PASSAGE SHOWN:
PTV Sports HD
- Type: Sports
- Country: Pakistan
- Broadcast area: Pakistan Central Asia China Hong Kong Laos Macau Mongolia Myanmar South Asia Western Asia Middle East North America Africa
- Network: Pakistan Television Corporation
- Headquarters: Islamabad, Pakistan

Programming
- Languages: Urdu; English;
- Picture format: 1080p, MPEG-4, 16:9, HDTV)

Ownership
- Owner: Government of Pakistan
- Sister channels: AJK TV SD; PTV Bolan SD; PTV Global SD; PTV Home HD; PTV News HD; PTV National HD; PTV World SD;

History
- Launched: January 12, 2012; 14 years ago

= PTV Sports =

Pakistani state-owned sports TV channel

PTV Sports HD is a 24-hour state-owned sports channel operated by the Pakistan Television Corporation (PTV).

PTV Sports was founded as a sports division of the PTV in the 1970s. It was licensed as a stand-alone sports channel in January 2012. It broadcasts cricket, football, hockey, snooker, and tennis events in Pakistan.

==History==
Since becoming a PTV division in the 1970s, PTV Sports has faced multiple disputes over broadcast rights.

In 2003, a dispute occurred when the Pakistan Cricket Board (PCB) awarded the broadcasting rights for a Pakistan-New Zealand series to Geo TV via a competitive bidding process. PTV Sports challenged the process's fairness, leading to intervention by the Pakistan Electronic Media Regulatory Authority (PEMRA) which resulted in Geo TV being denied uplink permissions, and the first One Day International (ODI) in Lahore was not televised. This was the first incident since 2007 that an international cricket match of Pakistan national cricket team was not broadcast in Pakistan. The conflict was resolved when the President of Pakistan, also serving as PCB's patron-in-chief, facilitated a joint broadcast agreement for the subsequent matches.

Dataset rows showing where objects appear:
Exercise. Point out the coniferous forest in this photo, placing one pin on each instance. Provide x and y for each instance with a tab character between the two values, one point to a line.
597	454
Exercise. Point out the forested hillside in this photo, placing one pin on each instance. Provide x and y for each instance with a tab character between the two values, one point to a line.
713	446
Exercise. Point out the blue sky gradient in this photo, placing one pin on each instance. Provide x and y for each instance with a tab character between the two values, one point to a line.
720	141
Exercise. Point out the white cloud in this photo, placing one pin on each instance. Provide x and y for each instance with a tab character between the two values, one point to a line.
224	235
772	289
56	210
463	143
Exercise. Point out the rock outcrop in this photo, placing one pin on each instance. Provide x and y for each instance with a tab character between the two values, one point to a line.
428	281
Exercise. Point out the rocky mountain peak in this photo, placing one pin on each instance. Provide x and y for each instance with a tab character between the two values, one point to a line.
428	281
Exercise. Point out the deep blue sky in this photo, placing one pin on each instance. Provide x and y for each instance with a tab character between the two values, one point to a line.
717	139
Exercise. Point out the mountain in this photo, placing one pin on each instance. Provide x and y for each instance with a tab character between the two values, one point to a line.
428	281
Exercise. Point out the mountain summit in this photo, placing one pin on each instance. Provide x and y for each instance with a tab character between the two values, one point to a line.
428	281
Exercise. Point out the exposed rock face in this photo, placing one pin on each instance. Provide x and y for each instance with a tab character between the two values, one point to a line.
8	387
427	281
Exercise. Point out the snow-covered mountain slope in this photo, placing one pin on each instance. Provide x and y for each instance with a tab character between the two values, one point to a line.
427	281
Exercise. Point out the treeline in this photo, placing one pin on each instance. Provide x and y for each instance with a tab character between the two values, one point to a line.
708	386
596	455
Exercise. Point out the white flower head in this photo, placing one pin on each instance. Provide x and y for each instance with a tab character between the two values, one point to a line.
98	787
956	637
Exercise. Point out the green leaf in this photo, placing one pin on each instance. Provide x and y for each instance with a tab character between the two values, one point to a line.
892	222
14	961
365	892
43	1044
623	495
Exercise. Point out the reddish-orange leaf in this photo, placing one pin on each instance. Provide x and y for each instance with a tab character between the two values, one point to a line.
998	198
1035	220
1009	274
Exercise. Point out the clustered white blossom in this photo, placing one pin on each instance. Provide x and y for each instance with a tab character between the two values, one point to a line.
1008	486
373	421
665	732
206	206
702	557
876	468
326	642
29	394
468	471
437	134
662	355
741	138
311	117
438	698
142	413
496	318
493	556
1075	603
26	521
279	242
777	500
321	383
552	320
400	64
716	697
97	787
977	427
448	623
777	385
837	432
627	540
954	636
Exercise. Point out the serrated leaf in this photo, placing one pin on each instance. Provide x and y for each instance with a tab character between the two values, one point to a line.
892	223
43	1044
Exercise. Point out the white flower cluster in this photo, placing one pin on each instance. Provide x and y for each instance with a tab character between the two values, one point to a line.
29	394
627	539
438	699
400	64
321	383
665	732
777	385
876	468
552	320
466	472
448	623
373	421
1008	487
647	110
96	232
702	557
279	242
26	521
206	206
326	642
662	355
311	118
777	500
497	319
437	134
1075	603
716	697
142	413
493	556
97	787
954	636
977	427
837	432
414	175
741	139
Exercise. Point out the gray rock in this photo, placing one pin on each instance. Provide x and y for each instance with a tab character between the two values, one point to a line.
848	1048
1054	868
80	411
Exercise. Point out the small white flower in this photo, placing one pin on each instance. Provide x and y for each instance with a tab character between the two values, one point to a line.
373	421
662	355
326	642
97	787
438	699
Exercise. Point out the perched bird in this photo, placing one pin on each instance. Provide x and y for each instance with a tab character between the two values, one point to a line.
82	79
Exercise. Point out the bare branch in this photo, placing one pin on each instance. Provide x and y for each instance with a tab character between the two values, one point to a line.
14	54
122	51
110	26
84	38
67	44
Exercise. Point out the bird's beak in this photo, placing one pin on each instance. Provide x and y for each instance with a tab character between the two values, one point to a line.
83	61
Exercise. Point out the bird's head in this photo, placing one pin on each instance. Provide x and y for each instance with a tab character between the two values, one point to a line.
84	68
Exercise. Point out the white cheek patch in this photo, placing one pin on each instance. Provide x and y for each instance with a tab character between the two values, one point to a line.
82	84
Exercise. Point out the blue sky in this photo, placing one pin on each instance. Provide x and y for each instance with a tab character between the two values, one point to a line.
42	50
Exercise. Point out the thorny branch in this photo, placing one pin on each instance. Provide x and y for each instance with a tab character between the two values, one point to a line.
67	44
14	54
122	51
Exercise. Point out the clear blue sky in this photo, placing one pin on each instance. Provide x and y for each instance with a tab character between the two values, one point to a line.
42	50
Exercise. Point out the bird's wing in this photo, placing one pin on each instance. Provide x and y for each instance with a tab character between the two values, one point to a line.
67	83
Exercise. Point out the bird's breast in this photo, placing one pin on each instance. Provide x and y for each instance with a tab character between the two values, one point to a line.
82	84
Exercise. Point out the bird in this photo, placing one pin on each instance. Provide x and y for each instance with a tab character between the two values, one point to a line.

STATED TASK 1: According to the PTV Sports passage, when was PTV Sports licensed as a stand-alone sports channel?
STATED TASK 2: Output the listing as a Markdown table with columns named Row and Line, starting at the line containing "Exercise. Point out the blue sky in" and ending at the last line of the listing. Number each line and leave out blank lines.

REPLY 1: January 2012

REPLY 2:
| Row | Line |
|---|---|
| 1 | Exercise. Point out the blue sky in this photo, placing one pin on each instance. Provide x and y for each instance with a tab character between the two values, one point to a line. |
| 2 | 42	50 |
| 3 | Exercise. Point out the thorny branch in this photo, placing one pin on each instance. Provide x and y for each instance with a tab character between the two values, one point to a line. |
| 4 | 67	44 |
| 5 | 14	54 |
| 6 | 122	51 |
| 7 | Exercise. Point out the clear blue sky in this photo, placing one pin on each instance. Provide x and y for each instance with a tab character between the two values, one point to a line. |
| 8 | 42	50 |
| 9 | Exercise. Point out the bird's wing in this photo, placing one pin on each instance. Provide x and y for each instance with a tab character between the two values, one point to a line. |
| 10 | 67	83 |
| 11 | Exercise. Point out the bird's breast in this photo, placing one pin on each instance. Provide x and y for each instance with a tab character between the two values, one point to a line. |
| 12 | 82	84 |
| 13 | Exercise. Point out the bird in this photo, placing one pin on each instance. Provide x and y for each instance with a tab character between the two values, one point to a line. |